Btrfs: set page->private to the eb

We spend a lot of time looking up extent buffers from pages when we could just
store the pointer to the eb the page is associated with in page->private.  This
patch does just that, and it makes things a little simpler and reduces a bit of
CPU overhead involved with doing metadata IO.  Thanks,

Signed-off-by: Josef Bacik <josef@redhat.com>
diff --git a/fs/btrfs/disk-io.c b/fs/btrfs/disk-io.c
index 33114bc..6f97129 100644
--- a/fs/btrfs/disk-io.c
+++ b/fs/btrfs/disk-io.c
@@ -403,39 +403,28 @@
 	struct extent_io_tree *tree;
 	u64 start = (u64)page->index << PAGE_CACHE_SHIFT;
 	u64 found_start;
-	unsigned long len;
 	struct extent_buffer *eb;
 
 	tree = &BTRFS_I(page->mapping->host)->io_tree;
 
-	if (page->private == EXTENT_PAGE_PRIVATE)
-		goto out;
-	if (!page->private) {
-		WARN_ON(1);
-		goto out;
-	}
-	len = page->private >> 2;
-	WARN_ON(len == 0);
-
-	eb = find_extent_buffer(tree, start, len);
+	eb = (struct extent_buffer *)page->private;
+	if (page != eb->pages[0])

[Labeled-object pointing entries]

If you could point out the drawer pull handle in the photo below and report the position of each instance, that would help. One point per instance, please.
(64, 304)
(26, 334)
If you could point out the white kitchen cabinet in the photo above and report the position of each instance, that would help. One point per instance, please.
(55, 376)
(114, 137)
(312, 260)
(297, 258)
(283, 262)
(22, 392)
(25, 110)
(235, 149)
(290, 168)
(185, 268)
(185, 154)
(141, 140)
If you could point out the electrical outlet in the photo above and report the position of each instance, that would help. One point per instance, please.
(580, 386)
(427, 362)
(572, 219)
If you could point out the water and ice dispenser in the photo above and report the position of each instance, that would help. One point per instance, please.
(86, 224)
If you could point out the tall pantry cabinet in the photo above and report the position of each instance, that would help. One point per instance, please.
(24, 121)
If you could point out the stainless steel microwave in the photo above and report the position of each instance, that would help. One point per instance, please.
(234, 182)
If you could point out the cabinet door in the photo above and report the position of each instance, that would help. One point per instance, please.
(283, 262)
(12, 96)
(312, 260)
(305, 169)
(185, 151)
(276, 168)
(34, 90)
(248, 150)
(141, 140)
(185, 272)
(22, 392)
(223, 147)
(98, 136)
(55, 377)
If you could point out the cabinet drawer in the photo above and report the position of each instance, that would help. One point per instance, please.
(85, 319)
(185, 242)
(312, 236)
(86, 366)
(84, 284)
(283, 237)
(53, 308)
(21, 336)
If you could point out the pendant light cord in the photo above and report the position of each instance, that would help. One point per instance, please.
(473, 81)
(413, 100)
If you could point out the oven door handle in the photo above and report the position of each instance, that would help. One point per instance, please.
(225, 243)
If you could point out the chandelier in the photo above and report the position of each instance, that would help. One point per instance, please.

-- EXERCISE TASKS --
1. According to the Btrfs patch, what does the change store in page->private?
2. Rewrite the Btrfs patch from the words "tree = &BTRFS_I(page->mapping->host)->io_tree;" through the words "(page != eb->pages[0])", changing "find_extent_buffer" to "lookup_extent_buffer".
3. Carry the Btrfs patch on past its final line.

-- RESPONSES --
1. The pointer to the extent buffer (eb) that the page is associated with.

2.
tree = &BTRFS_I(page->mapping->host)->io_tree;
 
-	if (page->private == EXTENT_PAGE_PRIVATE)
-		goto out;
-	if (!page->private) {
-		WARN_ON(1);
-		goto out;
-	}
-	len = page->private >> 2;
-	WARN_ON(len == 0);
-
-	eb = lookup_extent_buffer(tree, start, len);
+	eb = (struct extent_buffer *)page->private;
+	if (page != eb->pages[0])

3.
+		return 0;
 
 	found_start = btrfs_header_bytenr(eb);
 	if (found_start != start) {
 		WARN_ON(1);
-		goto err;
+		return 0;
 	}
 	if (eb->pages[0] != page) {
 		WARN_ON(1);
-		goto err;
+		return 0;
 	}
 	if (!PageUptodate(page)) {
 		WARN_ON(1);
-		goto err;
+		return 0;
 	}
 	csum_tree_block(root, eb, 0);
-err:
-	free_extent_buffer(eb);
-out:
 	return 0;
 }
 
@@ -566,7 +555,6 @@
 	struct extent_io_tree *tree;
 	u64 found_start;
 	int found_level;
-	unsigned long len;
 	struct extent_buffer *eb;
 	struct btrfs_root *root = BTRFS_I(page->mapping->host)->root;
 	int ret = 0;
@@ -576,13 +564,8 @@
 		goto out;
 
 	tree = &BTRFS_I(page->mapping->host)->io_tree;
-	len = page->private >> 2;
+	eb = (struct extent_buffer *)page->private;
 
-	eb = find_eb_for_page(tree, page, max(root->leafsize, root->nodesize));
-	if (!eb) {
-		ret = -EIO;
-		goto out;
-	}
 	reads_done = atomic_dec_and_test(&eb->pages_reading);
 	if (!reads_done)
 		goto err;
@@ -631,7 +614,6 @@
 
 	if (ret && eb)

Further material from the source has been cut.